#### WHAT IS BEING ASKED:
Arrange all the rows below as a two-column CSV with the headers "text" and "answer", one line per row. Put each row's text and its answer in their own quoted fields, with line breaks replaced by spaces.

#### MATERIAL FOR THIS TASK:

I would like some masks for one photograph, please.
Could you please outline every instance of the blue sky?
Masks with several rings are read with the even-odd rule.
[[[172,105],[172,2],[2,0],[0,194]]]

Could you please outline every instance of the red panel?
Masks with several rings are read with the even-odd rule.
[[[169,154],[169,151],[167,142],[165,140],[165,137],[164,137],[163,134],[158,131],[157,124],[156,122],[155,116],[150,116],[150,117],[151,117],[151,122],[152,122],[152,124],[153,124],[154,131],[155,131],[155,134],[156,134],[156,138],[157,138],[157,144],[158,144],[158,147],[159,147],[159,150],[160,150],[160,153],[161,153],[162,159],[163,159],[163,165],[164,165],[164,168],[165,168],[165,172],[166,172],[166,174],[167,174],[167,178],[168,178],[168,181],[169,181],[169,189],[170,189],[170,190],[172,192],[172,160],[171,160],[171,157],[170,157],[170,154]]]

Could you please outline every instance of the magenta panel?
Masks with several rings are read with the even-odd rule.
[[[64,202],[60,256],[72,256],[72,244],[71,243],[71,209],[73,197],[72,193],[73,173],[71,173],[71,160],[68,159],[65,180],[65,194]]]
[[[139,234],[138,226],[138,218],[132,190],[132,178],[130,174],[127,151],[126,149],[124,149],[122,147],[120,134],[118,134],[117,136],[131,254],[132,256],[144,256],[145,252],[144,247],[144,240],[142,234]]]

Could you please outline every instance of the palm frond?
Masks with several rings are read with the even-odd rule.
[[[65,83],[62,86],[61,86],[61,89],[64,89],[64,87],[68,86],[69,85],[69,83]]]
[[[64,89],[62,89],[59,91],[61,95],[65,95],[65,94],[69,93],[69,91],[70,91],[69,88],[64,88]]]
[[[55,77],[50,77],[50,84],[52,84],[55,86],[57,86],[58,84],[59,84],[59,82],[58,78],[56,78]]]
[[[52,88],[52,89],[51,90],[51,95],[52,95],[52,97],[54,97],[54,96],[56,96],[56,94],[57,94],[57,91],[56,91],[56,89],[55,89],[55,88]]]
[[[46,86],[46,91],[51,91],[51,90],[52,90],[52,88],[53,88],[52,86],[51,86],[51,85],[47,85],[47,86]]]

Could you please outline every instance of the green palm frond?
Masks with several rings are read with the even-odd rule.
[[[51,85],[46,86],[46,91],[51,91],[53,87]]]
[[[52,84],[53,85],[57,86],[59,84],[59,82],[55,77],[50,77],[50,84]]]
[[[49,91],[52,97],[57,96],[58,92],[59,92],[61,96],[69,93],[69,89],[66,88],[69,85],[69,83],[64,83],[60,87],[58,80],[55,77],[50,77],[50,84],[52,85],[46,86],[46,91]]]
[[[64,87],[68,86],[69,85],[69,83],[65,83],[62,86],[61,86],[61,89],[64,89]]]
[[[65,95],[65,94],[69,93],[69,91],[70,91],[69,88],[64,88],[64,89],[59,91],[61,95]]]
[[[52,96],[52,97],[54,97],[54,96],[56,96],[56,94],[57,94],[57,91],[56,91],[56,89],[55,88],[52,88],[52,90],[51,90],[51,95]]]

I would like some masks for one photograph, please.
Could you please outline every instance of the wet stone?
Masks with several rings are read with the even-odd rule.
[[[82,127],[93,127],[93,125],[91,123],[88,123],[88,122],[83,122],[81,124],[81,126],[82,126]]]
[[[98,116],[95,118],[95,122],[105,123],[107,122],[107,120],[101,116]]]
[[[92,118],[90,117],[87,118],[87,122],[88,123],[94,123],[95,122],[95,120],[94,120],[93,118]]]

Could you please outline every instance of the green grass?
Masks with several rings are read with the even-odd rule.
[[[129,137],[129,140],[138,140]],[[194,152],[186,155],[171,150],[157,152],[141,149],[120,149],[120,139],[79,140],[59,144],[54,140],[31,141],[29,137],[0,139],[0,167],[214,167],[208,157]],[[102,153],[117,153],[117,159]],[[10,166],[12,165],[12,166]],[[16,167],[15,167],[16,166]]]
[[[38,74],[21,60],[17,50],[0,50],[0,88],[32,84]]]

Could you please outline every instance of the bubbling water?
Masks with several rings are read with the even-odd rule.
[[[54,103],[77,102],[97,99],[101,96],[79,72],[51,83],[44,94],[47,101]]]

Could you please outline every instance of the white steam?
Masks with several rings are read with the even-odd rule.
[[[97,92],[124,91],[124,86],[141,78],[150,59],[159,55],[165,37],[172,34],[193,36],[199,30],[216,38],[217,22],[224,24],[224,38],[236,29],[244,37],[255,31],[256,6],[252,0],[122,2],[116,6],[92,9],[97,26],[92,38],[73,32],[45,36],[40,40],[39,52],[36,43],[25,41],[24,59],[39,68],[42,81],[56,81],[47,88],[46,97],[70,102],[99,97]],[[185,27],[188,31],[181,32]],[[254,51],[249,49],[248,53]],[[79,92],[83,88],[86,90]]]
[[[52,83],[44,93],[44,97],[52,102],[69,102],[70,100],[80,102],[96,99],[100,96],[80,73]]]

#### WRITTEN ANSWER:
text,answer
"I would like some masks for one photograph, please. Could you please outline every instance of the blue sky? Masks with several rings are read with the even-odd rule.","[[[172,105],[172,2],[2,0],[0,194]]]"
"Could you please outline every instance of the red panel? Masks with several rings are read with the even-odd rule.","[[[169,154],[169,151],[167,142],[165,140],[165,137],[164,137],[163,134],[158,131],[157,124],[156,122],[155,116],[150,116],[150,117],[151,117],[151,122],[152,122],[152,124],[153,124],[154,131],[155,131],[155,134],[156,134],[156,138],[157,138],[157,144],[158,144],[158,147],[159,147],[159,150],[160,150],[160,153],[161,153],[162,159],[163,159],[163,165],[164,165],[164,168],[165,168],[165,172],[166,172],[166,174],[167,174],[167,178],[168,178],[168,181],[169,181],[169,189],[170,189],[170,190],[172,192],[172,160],[171,160],[171,157],[170,157],[170,154]]]"
"Could you please outline every instance of the magenta panel? Masks with several rings are read with the even-odd rule.","[[[64,202],[60,256],[72,256],[72,244],[71,243],[71,209],[73,197],[72,193],[73,173],[71,173],[71,160],[68,159],[65,180],[65,194]]] [[[139,234],[138,226],[138,218],[132,190],[132,178],[130,174],[127,151],[126,149],[124,149],[122,147],[120,134],[118,134],[117,136],[131,254],[132,256],[144,256],[145,252],[144,247],[144,240],[142,234]]]"
"Could you please outline every instance of the palm frond? Masks with several rings are read with the even-odd rule.","[[[65,83],[62,86],[61,86],[61,89],[64,89],[64,87],[68,86],[69,85],[69,83]]] [[[64,89],[62,89],[59,91],[61,95],[65,95],[65,94],[69,93],[69,91],[70,91],[69,88],[64,88]]] [[[55,77],[50,77],[50,84],[52,84],[55,86],[57,86],[58,84],[59,84],[59,82],[58,78],[56,78]]] [[[52,88],[52,89],[51,90],[51,95],[52,95],[52,97],[54,97],[54,96],[56,96],[56,94],[57,94],[57,91],[56,91],[56,89],[55,89],[55,88]]] [[[46,86],[46,91],[51,91],[51,90],[52,90],[52,88],[53,88],[52,86],[51,86],[51,85],[47,85],[47,86]]]"
"Could you please outline every instance of the green palm frond? Masks with several rings are read with the even-odd rule.","[[[51,85],[46,86],[46,91],[51,91],[53,87]]] [[[52,84],[53,85],[57,86],[59,84],[59,82],[55,77],[50,77],[50,84]]] [[[49,91],[52,97],[57,96],[58,92],[59,92],[61,96],[69,93],[69,89],[66,88],[69,85],[69,83],[64,83],[60,87],[58,80],[55,77],[50,77],[50,84],[52,85],[46,86],[46,91]]] [[[64,87],[68,86],[69,85],[69,83],[65,83],[62,86],[61,86],[61,89],[64,89]]] [[[65,95],[65,94],[69,93],[69,91],[70,91],[69,88],[64,88],[64,89],[59,91],[61,95]]] [[[52,96],[52,97],[54,97],[54,96],[56,96],[56,94],[57,94],[57,91],[56,91],[56,89],[55,88],[52,88],[52,90],[51,90],[51,95]]]"
"I would like some masks for one photograph, please. Could you please outline every instance of the wet stone? Masks with several rings are read with the even-odd rule.","[[[82,127],[93,127],[93,125],[91,123],[88,123],[88,122],[83,122],[81,124],[81,126],[82,126]]] [[[98,116],[95,118],[95,122],[105,123],[107,122],[107,120],[101,116]]] [[[92,118],[90,117],[87,118],[87,122],[88,123],[94,123],[95,122],[95,120],[94,120],[93,118]]]"
"Could you please outline every instance of the green grass? Masks with several rings are read with the even-odd rule.","[[[129,137],[129,140],[138,140]],[[194,152],[186,155],[171,150],[157,152],[141,149],[120,149],[120,139],[79,140],[59,144],[54,140],[31,141],[29,137],[0,139],[0,167],[214,167],[208,157]],[[102,153],[117,153],[117,159]],[[10,166],[12,165],[12,166]],[[16,167],[15,167],[16,166]]] [[[38,74],[21,60],[17,50],[0,50],[0,88],[32,84]]]"
"Could you please outline every instance of the bubbling water? Masks with several rings are read with the even-odd rule.","[[[54,103],[77,102],[97,99],[101,96],[79,72],[51,83],[44,94],[47,101]]]"
"Could you please outline every instance of the white steam? Masks with several rings are read with the even-odd rule.","[[[97,92],[124,91],[124,86],[141,78],[150,59],[159,55],[165,37],[172,34],[193,36],[199,30],[216,38],[217,22],[224,24],[224,38],[236,29],[244,37],[255,31],[256,6],[252,0],[122,2],[116,6],[92,9],[97,26],[92,38],[73,32],[45,36],[40,40],[39,52],[36,43],[25,41],[24,59],[39,68],[42,81],[56,81],[47,88],[46,97],[70,102],[99,97]],[[185,27],[188,31],[181,32]],[[254,51],[249,49],[248,53]],[[79,92],[83,88],[86,90]]] [[[52,83],[44,93],[44,97],[52,102],[69,102],[70,100],[80,102],[96,99],[100,96],[80,73]]]"